Records contained in a dataset:
__________________________________________________
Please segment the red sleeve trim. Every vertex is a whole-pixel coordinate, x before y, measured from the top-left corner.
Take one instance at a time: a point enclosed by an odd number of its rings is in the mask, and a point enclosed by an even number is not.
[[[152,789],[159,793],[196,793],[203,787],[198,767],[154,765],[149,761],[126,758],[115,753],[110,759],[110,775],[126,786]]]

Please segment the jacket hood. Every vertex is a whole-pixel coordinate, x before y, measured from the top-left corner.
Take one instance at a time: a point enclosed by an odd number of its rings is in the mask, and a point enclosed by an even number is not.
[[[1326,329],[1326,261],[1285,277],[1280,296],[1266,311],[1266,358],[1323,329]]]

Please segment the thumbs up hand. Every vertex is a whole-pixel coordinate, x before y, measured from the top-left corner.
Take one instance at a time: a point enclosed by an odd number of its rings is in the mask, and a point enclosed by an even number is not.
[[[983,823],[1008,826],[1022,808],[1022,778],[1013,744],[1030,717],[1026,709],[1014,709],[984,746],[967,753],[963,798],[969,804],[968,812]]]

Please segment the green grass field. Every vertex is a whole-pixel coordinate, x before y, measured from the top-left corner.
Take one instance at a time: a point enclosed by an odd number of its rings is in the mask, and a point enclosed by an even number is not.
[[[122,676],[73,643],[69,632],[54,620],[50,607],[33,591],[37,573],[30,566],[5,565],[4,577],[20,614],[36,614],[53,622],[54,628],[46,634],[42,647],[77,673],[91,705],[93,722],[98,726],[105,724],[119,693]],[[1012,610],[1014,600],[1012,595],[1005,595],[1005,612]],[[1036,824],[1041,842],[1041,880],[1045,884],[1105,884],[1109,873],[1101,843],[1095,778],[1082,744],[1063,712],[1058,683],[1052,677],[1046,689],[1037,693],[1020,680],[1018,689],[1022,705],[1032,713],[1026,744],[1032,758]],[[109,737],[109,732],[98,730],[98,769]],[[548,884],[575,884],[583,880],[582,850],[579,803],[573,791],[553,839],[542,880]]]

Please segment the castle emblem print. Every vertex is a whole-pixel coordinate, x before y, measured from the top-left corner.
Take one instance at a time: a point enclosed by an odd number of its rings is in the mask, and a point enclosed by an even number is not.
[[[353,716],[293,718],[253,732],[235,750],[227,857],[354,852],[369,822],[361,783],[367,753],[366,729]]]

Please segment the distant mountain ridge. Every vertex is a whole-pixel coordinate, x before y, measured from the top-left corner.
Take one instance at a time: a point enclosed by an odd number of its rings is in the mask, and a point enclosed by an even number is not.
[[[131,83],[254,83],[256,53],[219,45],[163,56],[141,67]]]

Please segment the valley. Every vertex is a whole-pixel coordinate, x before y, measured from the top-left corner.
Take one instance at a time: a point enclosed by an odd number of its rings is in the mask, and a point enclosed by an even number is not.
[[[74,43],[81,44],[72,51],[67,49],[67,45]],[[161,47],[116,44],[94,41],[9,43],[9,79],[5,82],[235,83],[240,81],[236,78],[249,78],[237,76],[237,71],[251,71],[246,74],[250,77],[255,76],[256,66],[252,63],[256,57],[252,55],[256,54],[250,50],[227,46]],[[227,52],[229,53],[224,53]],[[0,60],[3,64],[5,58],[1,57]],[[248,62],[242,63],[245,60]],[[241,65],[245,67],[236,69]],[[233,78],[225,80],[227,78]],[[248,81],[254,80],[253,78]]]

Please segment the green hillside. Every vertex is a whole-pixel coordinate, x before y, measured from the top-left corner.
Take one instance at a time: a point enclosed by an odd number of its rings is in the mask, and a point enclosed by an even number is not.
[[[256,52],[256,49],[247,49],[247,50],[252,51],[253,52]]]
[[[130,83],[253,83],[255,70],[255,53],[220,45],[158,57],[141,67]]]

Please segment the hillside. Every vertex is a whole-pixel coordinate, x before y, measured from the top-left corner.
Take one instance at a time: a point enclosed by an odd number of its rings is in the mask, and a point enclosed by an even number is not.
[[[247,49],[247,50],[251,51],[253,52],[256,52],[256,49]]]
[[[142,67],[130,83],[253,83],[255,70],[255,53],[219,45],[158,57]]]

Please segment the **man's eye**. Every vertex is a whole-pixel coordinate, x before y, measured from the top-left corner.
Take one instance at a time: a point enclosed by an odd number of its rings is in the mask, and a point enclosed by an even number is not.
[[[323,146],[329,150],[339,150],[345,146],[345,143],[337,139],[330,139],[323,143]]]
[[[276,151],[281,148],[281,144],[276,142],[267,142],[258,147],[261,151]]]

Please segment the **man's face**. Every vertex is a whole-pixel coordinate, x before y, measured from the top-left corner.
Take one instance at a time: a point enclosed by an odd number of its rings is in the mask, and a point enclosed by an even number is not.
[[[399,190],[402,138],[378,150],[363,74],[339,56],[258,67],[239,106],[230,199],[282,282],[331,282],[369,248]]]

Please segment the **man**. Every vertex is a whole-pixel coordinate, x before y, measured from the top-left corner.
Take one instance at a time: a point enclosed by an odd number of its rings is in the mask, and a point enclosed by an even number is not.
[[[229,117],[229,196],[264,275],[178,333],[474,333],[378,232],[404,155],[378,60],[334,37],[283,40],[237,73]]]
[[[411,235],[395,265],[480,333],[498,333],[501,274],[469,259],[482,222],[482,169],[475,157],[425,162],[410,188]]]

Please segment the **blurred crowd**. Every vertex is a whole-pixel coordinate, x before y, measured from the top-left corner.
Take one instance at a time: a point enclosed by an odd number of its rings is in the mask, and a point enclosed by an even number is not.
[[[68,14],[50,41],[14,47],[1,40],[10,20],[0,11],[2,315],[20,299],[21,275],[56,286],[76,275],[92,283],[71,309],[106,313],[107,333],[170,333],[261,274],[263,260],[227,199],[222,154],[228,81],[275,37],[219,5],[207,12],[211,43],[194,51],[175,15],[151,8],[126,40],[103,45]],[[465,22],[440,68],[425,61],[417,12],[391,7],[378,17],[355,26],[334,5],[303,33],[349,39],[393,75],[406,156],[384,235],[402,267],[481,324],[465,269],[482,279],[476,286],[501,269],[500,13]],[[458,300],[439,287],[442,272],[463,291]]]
__________________________________________________
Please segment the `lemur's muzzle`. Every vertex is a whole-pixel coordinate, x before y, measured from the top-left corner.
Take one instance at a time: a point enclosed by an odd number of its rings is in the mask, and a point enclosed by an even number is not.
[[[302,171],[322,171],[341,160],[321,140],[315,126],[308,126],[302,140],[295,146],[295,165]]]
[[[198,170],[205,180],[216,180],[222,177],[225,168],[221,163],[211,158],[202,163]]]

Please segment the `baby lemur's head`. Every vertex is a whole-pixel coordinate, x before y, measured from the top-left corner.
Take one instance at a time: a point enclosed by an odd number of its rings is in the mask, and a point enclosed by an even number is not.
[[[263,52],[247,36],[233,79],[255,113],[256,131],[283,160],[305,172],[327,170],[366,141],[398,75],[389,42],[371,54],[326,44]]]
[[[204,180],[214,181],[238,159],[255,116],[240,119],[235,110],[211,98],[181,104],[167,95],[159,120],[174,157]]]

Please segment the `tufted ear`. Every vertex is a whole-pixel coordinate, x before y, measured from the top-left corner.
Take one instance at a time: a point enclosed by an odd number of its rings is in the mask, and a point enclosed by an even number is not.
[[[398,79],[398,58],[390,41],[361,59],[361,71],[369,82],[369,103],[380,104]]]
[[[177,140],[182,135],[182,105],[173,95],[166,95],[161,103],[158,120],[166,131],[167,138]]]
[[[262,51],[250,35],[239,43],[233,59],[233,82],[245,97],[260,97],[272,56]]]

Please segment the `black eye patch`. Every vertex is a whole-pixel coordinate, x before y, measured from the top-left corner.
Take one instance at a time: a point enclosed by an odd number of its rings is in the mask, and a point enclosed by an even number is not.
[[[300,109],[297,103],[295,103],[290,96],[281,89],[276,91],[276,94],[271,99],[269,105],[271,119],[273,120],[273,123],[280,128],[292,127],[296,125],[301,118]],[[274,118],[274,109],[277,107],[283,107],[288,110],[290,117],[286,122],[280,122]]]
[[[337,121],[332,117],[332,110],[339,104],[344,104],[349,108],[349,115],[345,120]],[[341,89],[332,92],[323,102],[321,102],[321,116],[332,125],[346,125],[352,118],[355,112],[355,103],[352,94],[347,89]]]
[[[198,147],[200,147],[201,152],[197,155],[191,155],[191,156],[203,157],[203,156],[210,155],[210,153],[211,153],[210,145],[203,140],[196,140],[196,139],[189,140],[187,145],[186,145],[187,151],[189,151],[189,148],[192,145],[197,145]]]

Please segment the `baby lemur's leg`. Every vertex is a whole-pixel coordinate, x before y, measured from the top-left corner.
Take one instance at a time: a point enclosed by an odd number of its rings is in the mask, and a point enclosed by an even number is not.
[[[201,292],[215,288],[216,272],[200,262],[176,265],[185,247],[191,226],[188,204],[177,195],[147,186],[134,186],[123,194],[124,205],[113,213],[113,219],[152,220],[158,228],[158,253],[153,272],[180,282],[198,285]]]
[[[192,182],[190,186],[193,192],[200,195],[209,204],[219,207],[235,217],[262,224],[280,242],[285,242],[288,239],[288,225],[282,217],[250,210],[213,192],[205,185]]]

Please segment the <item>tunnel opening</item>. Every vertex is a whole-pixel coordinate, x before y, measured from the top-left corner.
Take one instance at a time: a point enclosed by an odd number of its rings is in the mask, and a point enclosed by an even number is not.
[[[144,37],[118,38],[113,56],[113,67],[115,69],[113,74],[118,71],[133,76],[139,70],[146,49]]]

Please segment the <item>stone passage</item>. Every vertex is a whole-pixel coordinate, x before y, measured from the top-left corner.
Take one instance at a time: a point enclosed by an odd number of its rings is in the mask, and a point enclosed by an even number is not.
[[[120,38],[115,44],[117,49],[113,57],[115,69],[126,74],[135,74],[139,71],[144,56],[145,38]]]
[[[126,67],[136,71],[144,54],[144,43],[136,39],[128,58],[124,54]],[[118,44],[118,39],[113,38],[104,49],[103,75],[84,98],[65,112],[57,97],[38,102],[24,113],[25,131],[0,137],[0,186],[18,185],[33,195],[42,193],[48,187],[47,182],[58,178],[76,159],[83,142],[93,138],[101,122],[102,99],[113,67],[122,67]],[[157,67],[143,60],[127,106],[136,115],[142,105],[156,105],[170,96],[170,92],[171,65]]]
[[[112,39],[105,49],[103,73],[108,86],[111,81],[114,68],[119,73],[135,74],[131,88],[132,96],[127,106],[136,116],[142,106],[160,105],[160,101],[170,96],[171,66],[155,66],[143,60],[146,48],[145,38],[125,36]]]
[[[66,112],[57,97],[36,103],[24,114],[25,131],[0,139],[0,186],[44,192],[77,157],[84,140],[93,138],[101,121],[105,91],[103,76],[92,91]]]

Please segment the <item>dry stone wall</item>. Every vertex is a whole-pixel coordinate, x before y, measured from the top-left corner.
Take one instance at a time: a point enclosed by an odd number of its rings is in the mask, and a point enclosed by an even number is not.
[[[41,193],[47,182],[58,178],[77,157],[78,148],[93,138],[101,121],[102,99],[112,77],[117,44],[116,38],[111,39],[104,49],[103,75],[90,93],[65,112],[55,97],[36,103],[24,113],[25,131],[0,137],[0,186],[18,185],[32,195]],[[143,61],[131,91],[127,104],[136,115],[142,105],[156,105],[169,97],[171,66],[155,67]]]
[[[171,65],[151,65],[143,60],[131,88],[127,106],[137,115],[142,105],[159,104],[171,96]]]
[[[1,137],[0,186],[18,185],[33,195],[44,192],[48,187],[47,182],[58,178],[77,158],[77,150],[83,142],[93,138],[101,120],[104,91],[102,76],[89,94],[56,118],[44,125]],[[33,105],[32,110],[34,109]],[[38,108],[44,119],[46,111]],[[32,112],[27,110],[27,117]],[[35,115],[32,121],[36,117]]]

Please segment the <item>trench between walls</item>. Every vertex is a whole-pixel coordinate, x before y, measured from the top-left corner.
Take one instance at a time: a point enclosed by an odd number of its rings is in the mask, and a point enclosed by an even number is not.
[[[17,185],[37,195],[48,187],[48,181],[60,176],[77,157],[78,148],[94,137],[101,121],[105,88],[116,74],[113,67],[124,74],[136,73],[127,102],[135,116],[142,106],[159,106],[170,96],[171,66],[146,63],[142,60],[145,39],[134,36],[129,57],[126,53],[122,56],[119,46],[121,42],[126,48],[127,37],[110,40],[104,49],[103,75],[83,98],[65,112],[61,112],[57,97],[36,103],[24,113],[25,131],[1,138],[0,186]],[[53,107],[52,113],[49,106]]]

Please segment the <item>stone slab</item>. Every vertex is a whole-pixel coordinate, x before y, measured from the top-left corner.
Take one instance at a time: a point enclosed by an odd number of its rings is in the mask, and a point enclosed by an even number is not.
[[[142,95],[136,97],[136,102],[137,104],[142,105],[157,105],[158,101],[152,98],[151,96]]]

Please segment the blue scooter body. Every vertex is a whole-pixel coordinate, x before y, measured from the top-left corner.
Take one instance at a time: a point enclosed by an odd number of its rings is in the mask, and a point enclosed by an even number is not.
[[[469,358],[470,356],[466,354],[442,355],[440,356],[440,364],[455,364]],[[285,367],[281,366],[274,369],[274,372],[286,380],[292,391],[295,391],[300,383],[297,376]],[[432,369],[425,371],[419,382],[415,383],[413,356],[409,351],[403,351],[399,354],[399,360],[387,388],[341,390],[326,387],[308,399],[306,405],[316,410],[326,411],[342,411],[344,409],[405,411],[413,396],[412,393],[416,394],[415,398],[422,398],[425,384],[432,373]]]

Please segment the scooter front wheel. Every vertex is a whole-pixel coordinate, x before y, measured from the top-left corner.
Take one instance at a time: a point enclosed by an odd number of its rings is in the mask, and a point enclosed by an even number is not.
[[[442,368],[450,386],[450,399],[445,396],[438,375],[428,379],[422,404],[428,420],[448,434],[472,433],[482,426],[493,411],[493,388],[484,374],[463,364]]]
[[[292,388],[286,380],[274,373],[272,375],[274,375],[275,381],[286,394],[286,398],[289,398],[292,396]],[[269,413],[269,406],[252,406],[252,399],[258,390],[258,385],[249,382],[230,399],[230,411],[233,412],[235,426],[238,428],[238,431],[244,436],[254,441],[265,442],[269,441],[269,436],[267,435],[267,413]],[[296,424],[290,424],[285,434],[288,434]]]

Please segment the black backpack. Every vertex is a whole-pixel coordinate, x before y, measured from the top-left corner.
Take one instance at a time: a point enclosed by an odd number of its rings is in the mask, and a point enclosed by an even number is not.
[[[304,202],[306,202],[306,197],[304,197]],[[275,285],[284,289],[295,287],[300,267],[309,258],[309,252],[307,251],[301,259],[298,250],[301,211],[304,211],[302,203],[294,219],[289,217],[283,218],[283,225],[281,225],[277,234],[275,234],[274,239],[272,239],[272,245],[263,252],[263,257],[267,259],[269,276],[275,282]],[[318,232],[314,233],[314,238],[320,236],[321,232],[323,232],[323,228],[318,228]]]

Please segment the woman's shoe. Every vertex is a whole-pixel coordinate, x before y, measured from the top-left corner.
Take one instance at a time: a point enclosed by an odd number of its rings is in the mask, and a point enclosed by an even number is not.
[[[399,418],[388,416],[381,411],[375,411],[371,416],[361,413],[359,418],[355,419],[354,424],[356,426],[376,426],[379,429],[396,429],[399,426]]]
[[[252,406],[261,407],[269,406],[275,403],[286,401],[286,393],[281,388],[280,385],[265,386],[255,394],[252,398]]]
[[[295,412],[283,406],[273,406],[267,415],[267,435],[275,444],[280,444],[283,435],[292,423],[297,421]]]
__________________________________________________
AIM: Find every line in the data above that contains the word "scooter", and copy each of those lines in full.

THE REPLY:
Please segment the blue scooter body. Every vertex is a whole-pixel coordinate, x before y, measured from the top-left corner.
Please segment the scooter front wheel. Every vertex is a whole-pixel coordinate, x before y, measured from the top-left corner.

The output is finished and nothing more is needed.